## Фрагмент страницы
☆ ☆ ☆ ☆ ☆
• Приглашаем посетить наш сайт
    Бальмонт (balmont.lit-info.ru)
  • Мандельштам О. Э. - Мандельштам Н. Я., 11—12 марта 1926 г.

    95.
    Н. Я. МАНДЕЛЬШТАМ,

    ‹11—12 марта 1926 г.›

    Надик, дружок мой ласковый!

    Как мы быстренько переговорились телеграммушками! Я действительно во вторник выеду в Москву, но не знаю, сколько дней там останусь. Боюсь тебе советовать насчет Лоланова. Ну как ты там будешь совсем одна, даже без Мити и прочих? Если там копошатся хоть какие-нибудь люди, так обязательно переезжай. Брось эту трущобу. Как ведь славно и открыто у Лоланова! Но только не совсем одна. Мы с тобой обеспечены вдвоем, если я приеду 20-го, на весь апрель. Но я хочу обязательно приехать — лучше позже, но с работой, чтоб не было перебоя в мае. Это мне безусловно удастся. Прибой с конца апреля Это очень верное дело. Во всяком случае, если у меня будет наличными 500 р., а они почти уже есть, я к тебе еду немедленно из Москвы. И Горлин и Грюнберг вышлют мне книги и подпишут договоры без меня. В мае я тебя на недельку оставлю одну — выеду вперед — подготовить твой переезд в Киев. Да, вот еще: детский отдел Прибоя просит книжку. С ними очень легко. Они немудреные. Если завтра сговорюсь, напишу в один день. Пойми, моя родненькая, что под самое лето мне уже стоит приехать к тебе на месяц. Но я бы уже давно приехал, если б не заботился о плавности твоего возвращенья и хорошей жизни в Киеве и в Царском... Ну довольно, пташенька, о делах. Как видишь, я не рассчитываю на неожиданности, хотя они могут быть в Москве.
☆ ☆ ☆ ☆ ☆
## Исходные данные
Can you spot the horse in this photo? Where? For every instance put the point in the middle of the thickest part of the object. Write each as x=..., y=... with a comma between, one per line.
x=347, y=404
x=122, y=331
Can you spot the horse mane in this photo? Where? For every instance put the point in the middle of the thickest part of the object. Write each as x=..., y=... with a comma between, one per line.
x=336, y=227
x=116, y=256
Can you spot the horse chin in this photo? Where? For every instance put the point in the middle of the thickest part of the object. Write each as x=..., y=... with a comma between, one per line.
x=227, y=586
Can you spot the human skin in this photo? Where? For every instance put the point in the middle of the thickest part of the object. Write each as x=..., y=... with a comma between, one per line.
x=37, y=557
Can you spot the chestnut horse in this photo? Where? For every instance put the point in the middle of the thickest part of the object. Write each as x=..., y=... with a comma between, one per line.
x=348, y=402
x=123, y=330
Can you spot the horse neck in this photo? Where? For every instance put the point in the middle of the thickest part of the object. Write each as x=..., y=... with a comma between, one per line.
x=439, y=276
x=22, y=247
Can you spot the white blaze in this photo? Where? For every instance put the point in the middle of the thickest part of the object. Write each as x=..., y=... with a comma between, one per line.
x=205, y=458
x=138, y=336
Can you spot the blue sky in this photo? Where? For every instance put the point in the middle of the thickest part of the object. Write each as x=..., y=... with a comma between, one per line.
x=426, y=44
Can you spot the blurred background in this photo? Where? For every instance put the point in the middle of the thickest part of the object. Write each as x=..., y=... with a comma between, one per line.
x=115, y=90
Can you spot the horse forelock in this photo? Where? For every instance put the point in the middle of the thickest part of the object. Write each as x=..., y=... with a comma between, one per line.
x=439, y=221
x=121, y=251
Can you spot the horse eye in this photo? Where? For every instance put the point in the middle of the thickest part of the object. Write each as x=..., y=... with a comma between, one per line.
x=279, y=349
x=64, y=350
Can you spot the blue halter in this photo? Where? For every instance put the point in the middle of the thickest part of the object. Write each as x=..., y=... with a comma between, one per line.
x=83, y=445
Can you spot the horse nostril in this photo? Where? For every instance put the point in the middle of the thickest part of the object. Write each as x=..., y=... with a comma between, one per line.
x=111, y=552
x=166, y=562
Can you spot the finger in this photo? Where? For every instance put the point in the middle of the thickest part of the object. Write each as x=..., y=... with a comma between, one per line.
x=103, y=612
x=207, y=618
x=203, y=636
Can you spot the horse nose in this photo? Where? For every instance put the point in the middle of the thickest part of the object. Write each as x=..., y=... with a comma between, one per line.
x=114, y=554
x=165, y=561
☆ ☆ ☆ ☆ ☆
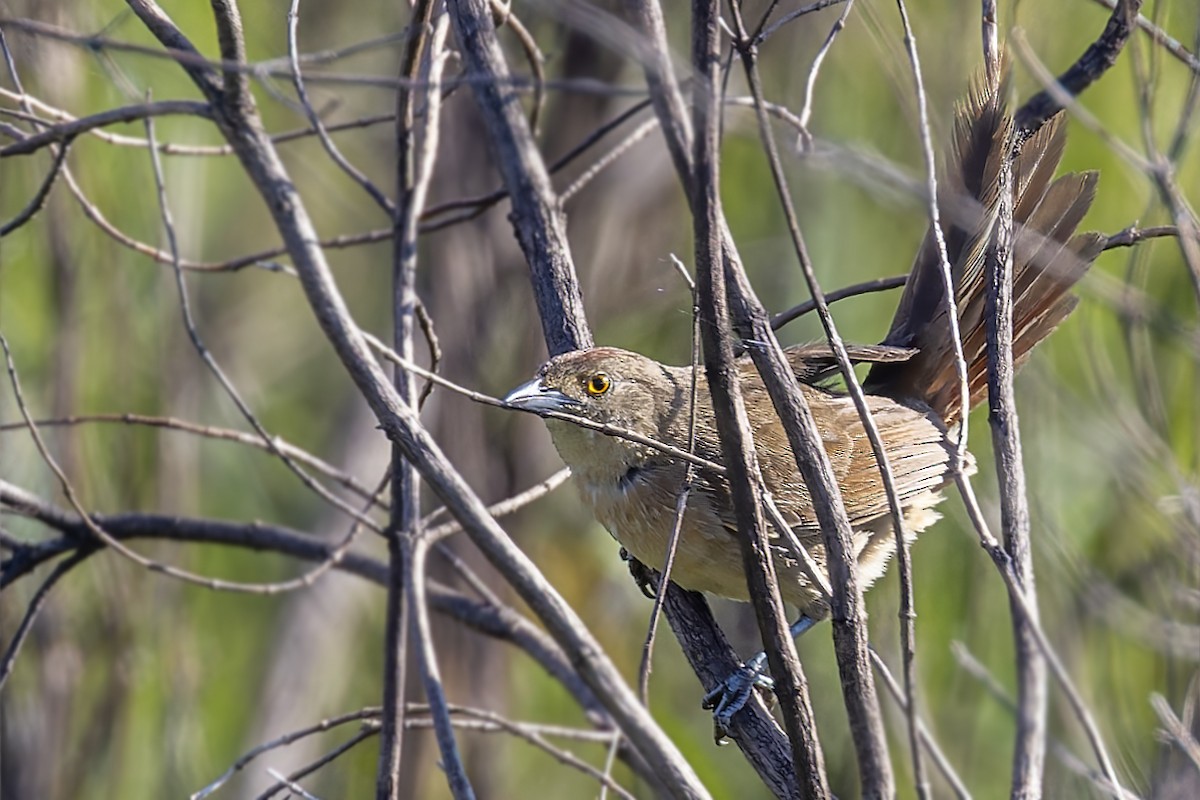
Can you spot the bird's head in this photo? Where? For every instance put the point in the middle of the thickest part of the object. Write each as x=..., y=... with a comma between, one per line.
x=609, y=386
☆ ☆ ☆ ☆ ☆
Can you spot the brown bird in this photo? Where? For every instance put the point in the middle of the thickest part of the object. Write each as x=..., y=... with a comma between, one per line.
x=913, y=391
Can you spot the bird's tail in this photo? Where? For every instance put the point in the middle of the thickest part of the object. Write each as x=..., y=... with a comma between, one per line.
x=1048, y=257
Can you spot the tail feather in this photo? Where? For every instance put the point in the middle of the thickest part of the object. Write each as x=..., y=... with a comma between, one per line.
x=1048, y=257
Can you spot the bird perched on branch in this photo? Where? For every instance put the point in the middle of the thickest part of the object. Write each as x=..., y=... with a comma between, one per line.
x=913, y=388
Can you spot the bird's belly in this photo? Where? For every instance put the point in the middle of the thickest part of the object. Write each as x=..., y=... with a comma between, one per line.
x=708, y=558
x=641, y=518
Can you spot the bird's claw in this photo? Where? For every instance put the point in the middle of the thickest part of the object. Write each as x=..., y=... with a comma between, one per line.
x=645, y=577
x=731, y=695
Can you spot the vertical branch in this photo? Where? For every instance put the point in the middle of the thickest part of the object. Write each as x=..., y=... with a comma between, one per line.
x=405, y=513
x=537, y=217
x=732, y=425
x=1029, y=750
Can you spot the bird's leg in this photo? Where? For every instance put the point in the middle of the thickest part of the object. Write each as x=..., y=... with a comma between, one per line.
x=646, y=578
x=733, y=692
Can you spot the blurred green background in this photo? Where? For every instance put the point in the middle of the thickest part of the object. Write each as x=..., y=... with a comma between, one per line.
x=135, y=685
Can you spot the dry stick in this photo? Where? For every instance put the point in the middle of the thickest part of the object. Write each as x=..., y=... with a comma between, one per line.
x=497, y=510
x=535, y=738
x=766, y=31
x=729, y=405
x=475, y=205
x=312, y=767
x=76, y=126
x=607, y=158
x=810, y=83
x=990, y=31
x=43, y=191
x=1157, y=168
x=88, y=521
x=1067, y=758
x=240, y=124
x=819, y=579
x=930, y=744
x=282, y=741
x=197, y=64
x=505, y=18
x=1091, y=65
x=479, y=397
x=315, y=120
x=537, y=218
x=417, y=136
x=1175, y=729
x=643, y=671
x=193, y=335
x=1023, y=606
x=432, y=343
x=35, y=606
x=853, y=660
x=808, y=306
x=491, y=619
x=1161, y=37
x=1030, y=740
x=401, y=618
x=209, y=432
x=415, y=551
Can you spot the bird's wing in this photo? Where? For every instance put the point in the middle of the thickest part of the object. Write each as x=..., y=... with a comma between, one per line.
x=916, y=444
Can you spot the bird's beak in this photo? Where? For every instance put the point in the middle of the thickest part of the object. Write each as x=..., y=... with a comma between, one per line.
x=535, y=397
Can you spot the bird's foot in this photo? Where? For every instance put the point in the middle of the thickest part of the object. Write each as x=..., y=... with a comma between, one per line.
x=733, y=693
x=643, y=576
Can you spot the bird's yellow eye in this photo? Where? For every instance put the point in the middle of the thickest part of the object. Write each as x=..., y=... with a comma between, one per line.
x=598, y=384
☆ ☆ ☆ ☆ ☆
## Задания
(1) В какой день недели автор письма О. Э. Мандельштама к Н. Я. Мандельштам собирается выехать в Москву?
(2) Назовите все месяцы, которые упоминаются в письме О. Э. Мандельштама к Н. Я. Мандельштам, считая дату в заголовке.
(3) Продолжите письмо О. Э. Мандельштама к Н. Я. Мандельштам, начиная сразу после его последней фразы.

## Ответы
(1) Во вторник.

(2) Март, апрель, май.

(3)
    Посылаю тебе деду. Правда, какой он миленький? И книжку Вагинова. Знаешь, там есть строчка: «О море — нежный “братец” человечий». Я дам тебе телеграмму в день отъезда в Москву, а из Москвы о дальнейшем. Пиши пока, до первой телеграммы— 3 дня, у Пастернака, если на неделю, то у Шуры. Надик, мне портной на Среднем великолепно починил брюки, и у меня «приличный» вид. Вот ботинки я куплю. Это надо. Надик, неужели ты смотрел в Ялте на набережной для своей Няни шерстку? Ах ты заботливый мой друженька, о чем ты думаешь? А светер у тебя есть? У нас опять зима. Сухо. Снежно. Вейки. Сегодня утром ели блины с одной сметанушкой только.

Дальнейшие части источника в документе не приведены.